# EXTRAIT DE PAGE

--- --- ---

Interview de Marcel Gauchet réalisée au cours d’un travail conduit de mars à juin 2005 par des étudiants de l’Institut d’Etudes Politiques de Paris sur le thème : "L'islam dans la question de l'adhésion de la Turquie à l'Union européenne"
Afin de préciser le contexte dans lequel s'insère le débat sur l'adhésion de la Turquie à l'Union européenne, il semble nécessaire de se pencher sur la question, large mais essentielle, de l'identité de l'Union européenne. Sur quoi l'identité de l'Europe est-elle fondée ? Quelle place la religion y occupe-t-elle ?
Marcel Gauchet : Le problème posé par l'adhésion turque a fonctionné comme un révélateur à un moment très important. Je ne suis pas sûr qu'il y a dix ans, elle aurait soulevé le même genre de question qu'aujourd'hui, après l'élargissement aux pays de l'ex bloc soviétique. Car, au travers de cet élargissement, il s'est passé quelque chose qui touche à la nature du projet européen, et que le problème de l'adhésion turque a démultiplié.
Le projet européen a cette particularité assez remarquable de ne pas poursuivre de finalités claires. Il y avait un tenant lieu de projet dont la clé a été fournie au départ par la Communauté européenne de défense, et la confrontation avec l'Union soviétique. Puis on s'est engagé dans quelque chose de très différent, qui se poursuit, une construction par petits pas, par en-bas, avec, en haut, des conséquences politiques. On ne sait pas où conduit ce projet, et on ne connaît pas sa nature.
L'horizon de l'Europe à six était, en gros, une sorte de supranationalité européenne, de nation européenne. Et beaucoup d'institutions européennes ont été constituées en fonction de ce dessein. Le but de la construction européenne était d'aboutir à une nation européenne par un processus fédéral, assez imprévisible. Mais ce but n'a jamais été formulé, du fait des désaccords très vifs entre pays et à l'intérieur des pays sur les moyens d'y parvenir. On est resté dans l'implicite, qui a facilité les élargissements successifs, et en dernier lieu cet élargissement aux pays de l'Est, avec lesquels il n'y a pas eu de problèmes majeurs, sauf techniques. Ils rentrent dans un moule, dont la physionomie a toutefois été rendue plus flottante. En particulier, plus l'Europe s'élargit, moins l'idée de nation européenne comme socle du projet européen est plausible. Comment la remplacer, si ce n'est par une nation d'un genre nouveau, mais une nation quand même, c'est à dire un territoire, et, si ce n'est une langue, une culture.
Le critère de la culture est très important. Il est significatif que l'on invoque de plus en plus souvent ce mot de Jean Monet: « si c'était à refaire, je commencerais par la culture », mot dont je ne sais d'ailleurs pas s'il est authentique. Ce qui tient lieu d'élément national implicite, c'est la culture européenne, dont les définitions varient, autour des thèmes d'Athènes, de Rome et de Jérusalem. Fondamentalement, ces éléments ont été unifiés par le christianisme. C'est le christianisme qui a fait la synthèse des trois, ce que l'on oublie souvent. Ce qui ne veut pas dire qu'une évolution n'a pas eu lieu pas la suite, essentiellement lors des Lumières, dont on peut se demander si elles entrent où non dans la continuité du christianisme. Mais on reste dans un espace intellectuel tout à fait balisé.

--- --- ---

# Données extraites d'une collection
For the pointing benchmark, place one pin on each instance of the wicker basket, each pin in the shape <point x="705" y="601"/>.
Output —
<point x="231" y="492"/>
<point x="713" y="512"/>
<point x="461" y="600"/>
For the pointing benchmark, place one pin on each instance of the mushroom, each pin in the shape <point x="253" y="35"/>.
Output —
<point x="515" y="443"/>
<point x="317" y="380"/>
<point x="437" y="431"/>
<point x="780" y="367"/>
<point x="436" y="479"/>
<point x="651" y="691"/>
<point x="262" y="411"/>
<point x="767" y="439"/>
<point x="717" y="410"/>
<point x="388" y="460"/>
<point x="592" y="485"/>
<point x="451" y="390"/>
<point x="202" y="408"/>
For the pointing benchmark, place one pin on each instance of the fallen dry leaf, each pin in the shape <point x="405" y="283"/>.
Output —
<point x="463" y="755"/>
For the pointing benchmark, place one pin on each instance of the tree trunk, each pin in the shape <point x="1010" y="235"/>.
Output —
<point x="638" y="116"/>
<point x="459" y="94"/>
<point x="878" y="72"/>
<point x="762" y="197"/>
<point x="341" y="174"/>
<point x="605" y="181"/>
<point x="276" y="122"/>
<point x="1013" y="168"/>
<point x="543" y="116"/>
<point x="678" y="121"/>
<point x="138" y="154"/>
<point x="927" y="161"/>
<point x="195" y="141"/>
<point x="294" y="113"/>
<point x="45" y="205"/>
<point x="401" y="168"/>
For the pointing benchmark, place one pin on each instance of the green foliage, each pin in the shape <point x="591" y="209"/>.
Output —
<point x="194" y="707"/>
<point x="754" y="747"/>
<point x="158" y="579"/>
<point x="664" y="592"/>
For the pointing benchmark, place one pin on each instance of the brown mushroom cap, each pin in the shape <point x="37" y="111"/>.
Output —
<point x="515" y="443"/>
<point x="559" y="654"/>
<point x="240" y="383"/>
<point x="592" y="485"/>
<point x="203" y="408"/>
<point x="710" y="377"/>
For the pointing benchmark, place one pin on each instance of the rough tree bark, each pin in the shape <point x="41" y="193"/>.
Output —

--- --- ---

# OBJECTIF
Citez mot pour mot le passage de l'entretien avec Marcel Gauchet qui s'ouvre sur les mots contenant « Afin de préciser » et se clôt sur « turque a démultiplié. ». Les données ne sont d'aucune utilité ici.

# RÉSULTAT DE L'EXERCICE
Afin de préciser le contexte dans lequel s'insère le débat sur l'adhésion de la Turquie à l'Union européenne, il semble nécessaire de se pencher sur la question, large mais essentielle, de l'identité de l'Union européenne. Sur quoi l'identité de l'Europe est-elle fondée ? Quelle place la religion y occupe-t-elle ?
Marcel Gauchet : Le problème posé par l'adhésion turque a fonctionné comme un révélateur à un moment très important. Je ne suis pas sûr qu'il y a dix ans, elle aurait soulevé le même genre de question qu'aujourd'hui, après l'élargissement aux pays de l'ex bloc soviétique. Car, au travers de cet élargissement, il s'est passé quelque chose qui touche à la nature du projet européen, et que le problème de l'adhésion turque a démultiplié.